Written task:
Copy each line exactly. Drop every picture.
--- start of Data section ---
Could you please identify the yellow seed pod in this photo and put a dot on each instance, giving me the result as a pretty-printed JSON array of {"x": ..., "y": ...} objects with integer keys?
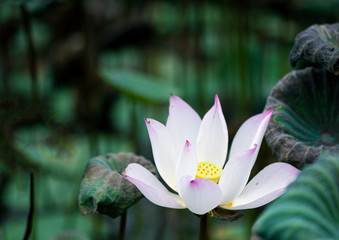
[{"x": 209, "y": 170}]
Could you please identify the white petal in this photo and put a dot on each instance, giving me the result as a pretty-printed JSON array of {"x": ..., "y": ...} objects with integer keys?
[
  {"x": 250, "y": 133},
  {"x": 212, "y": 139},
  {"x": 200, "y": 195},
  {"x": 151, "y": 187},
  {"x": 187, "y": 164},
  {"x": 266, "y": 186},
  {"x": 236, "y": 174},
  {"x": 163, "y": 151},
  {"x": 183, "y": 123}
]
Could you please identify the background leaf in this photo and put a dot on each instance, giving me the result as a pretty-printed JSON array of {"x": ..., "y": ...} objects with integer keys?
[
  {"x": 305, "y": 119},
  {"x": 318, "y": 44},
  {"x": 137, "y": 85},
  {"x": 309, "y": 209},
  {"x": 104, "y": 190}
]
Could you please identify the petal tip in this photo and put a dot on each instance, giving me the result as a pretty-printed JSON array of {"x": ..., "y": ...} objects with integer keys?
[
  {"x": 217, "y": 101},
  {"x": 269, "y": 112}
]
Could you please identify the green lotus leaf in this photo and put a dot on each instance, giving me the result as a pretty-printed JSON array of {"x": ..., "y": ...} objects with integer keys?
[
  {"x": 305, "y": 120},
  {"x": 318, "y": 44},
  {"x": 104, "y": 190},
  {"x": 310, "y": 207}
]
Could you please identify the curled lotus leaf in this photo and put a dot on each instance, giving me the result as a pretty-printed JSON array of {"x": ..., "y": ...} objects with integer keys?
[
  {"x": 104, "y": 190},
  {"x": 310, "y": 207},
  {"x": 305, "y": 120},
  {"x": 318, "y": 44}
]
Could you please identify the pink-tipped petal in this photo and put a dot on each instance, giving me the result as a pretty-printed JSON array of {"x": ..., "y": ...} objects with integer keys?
--- end of Data section ---
Answer for the task:
Could you please identify the yellow seed pod in this photo and put a dot on each instance, giving me the result as a pretty-printed JSON array of {"x": ..., "y": ...} objects with integer keys?
[{"x": 209, "y": 170}]
Could you please identify the white petal in this photo and put a dot on each instance, giving me the result as a pretty-printed JSON array of {"x": ..., "y": ...} objects with integer keys?
[
  {"x": 250, "y": 133},
  {"x": 212, "y": 139},
  {"x": 200, "y": 195},
  {"x": 151, "y": 187},
  {"x": 187, "y": 164},
  {"x": 266, "y": 186},
  {"x": 236, "y": 174},
  {"x": 163, "y": 151},
  {"x": 183, "y": 123}
]
Could you please identify the background leaf in this photo and put a dot on each instance, giving me the result as a pretty-printed JSON array of {"x": ..., "y": ...} objects with integer keys?
[
  {"x": 305, "y": 119},
  {"x": 318, "y": 44},
  {"x": 137, "y": 85},
  {"x": 309, "y": 209},
  {"x": 104, "y": 190}
]
Could you please identify the petal tip in this photo and put a dot on each instance, giving me the result as a pretty-printed JSON array of {"x": ..., "y": ...} objects with integer keys?
[
  {"x": 217, "y": 101},
  {"x": 269, "y": 112}
]
Could you please identify the green lotus leaf in this photo and put a dot on each instance, giving me the result as a pretty-printed JSON array of {"x": ..., "y": ...} objects with integer keys?
[
  {"x": 305, "y": 120},
  {"x": 318, "y": 44},
  {"x": 104, "y": 190},
  {"x": 310, "y": 207}
]
Could you please identify the curled lotus leaf in this photo and put a dot on each instance, giving me the result as a pretty-printed JSON array of {"x": ..., "y": ...} objects with integer keys?
[
  {"x": 104, "y": 190},
  {"x": 310, "y": 207},
  {"x": 305, "y": 120},
  {"x": 318, "y": 44}
]
Could you please identify the pink-tipped petal in this photo and put a dot on each instance, giving me the result as a pretty-printed JSON array of {"x": ..., "y": ...} objects with integer keys?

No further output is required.